WHAT THE EXERCISE ASKS: Print, word for word, the passage of the public procurement commentary that begins with the words containing "The media have" and ends with "improvement for decades!".

UK Public Procurement – could health ideas inform procurement thinking? (Part 2)

(Here is part 2 of Dr Gordon Murray’s comparison of the recent UK Health Service report with what might be proposed for public procurement improvement – part 1 here).

 The NHS will see a super inspector introduced and challenging peer-reviews. The strange thing is that procurement capability reviews and IDeA Fitness Checks were stood down - perhaps they were set aside too early, or was it because there was insufficient attention paid to implementation of their recommendations?

"[In the NHS] in order to expose failure, recognise excellence and incentivise improvement, the Chief Inspector will produce a single aggregated rating for every NHS Trust. Because the patient experience will be central to the inspection, it will not be possible for hospital to get a good inspection result without the highest standards of patient care."

I don't think there is any doubt, even though it contradicts the decentralised government agenda, that the aggregated ranking approach could be applied to public procurement with the substitution of 'procurement' for 'patient care'. However, I do doubt that would be applied as, if it were, it is likely to highlight that central government procurement has frequently been the laggard in public procurement performance while it has often presented itself as the innovator.

Wouldn't it be interesting if, at the time of the next inquiry into public procurement, some local authorities were explaining how they had effectively and innovatively developed and embedded best practice - certainly my review of the Government Opportunities Awards entries suggests superior public procurement performance is in place within the wider UK public sector.

I have long sat in the camp which holds that if someone is paid well to lead procurement initiatives in the public sector, then they should also accept personal accountability. Therefore, if their performance is less than would have been expected, they should not be rewarded for failure and should carry their legacy of failure with them so that their potential risk to other employers and stakeholders is clear. So, I personally have no problem with the NHS having personal accountability and similarly that being applied in public procurement.

The media have picked up on the proposed new NHS statutory duty of candour. If public procurement is to progress I would suggest it also requires a similar statutory duty - candour on who are 'the blockers' to the implementation of procurement policy and change management initiatives, candour when errors in bid evaluations have been discovered but not admitted, candour when fraud or corruption is suspected, and candour when incompetence is present. Who would fear that? Surely only those who have stood in the way of procurement improvement for decades!

Then we have the need for prospective nurses to have a year of healthcare assistant experience. The nursing profession say "nurses are not too posh to wash". Would it make sense for prospective public sector CPOs to have had a year's experience of delivering basic purchasing. Yes, I mean basic buying. As a profession are we too posh to buy? My own view is that it has helped me to periodically take on basic purchasing roles as it has kept my feet on the ground and been a really useful refresh, if at times more difficult than I expected. So while I would not necessarily copy the 'one of' year's experience I think there may be merit is say, six months every six years.

Natural-language object grounding data
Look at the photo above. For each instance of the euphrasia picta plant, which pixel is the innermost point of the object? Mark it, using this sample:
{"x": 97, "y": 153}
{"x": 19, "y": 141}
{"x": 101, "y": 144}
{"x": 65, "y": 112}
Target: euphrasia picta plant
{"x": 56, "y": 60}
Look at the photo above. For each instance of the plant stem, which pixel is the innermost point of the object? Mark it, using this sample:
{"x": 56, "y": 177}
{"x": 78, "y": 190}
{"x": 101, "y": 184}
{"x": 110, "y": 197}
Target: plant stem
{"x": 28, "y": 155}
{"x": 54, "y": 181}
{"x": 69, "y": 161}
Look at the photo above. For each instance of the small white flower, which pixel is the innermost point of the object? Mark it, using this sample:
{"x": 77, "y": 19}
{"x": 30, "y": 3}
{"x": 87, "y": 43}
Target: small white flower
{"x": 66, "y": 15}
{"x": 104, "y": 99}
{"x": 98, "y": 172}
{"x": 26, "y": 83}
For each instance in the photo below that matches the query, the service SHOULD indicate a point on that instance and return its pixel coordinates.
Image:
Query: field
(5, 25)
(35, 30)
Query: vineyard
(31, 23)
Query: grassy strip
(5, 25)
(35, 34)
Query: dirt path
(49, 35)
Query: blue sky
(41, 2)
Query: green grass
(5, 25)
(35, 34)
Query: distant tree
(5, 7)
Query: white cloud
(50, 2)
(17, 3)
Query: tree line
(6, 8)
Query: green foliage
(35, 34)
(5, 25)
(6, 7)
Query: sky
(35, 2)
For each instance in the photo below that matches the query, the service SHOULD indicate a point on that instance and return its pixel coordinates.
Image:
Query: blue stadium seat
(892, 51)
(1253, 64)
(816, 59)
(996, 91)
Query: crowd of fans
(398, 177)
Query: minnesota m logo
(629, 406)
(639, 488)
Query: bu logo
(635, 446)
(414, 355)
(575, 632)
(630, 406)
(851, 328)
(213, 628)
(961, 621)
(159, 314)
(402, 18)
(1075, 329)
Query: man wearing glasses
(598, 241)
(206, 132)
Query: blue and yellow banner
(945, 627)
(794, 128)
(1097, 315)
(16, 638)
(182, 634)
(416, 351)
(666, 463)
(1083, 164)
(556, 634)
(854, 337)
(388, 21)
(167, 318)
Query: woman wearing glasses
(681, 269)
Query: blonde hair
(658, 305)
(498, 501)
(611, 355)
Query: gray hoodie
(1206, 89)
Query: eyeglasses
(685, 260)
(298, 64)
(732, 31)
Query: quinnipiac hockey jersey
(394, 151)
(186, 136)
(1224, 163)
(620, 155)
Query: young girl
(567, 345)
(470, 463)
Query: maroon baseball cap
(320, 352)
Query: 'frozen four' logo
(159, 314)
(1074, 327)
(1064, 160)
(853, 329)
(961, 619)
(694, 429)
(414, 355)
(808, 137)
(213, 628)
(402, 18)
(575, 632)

THE COMPLETED TASK:
The media have picked up on the proposed new NHS statutory duty of candour. If public procurement is to progress I would suggest it also requires a similar statutory duty - candour on who are 'the blockers' to the implementation of procurement policy and change management initiatives, candour when errors in bid evaluations have been discovered but not admitted, candour when fraud or corruption is suspected, and candour when incompetence is present. Who would fear that? Surely only those who have stood in the way of procurement improvement for decades!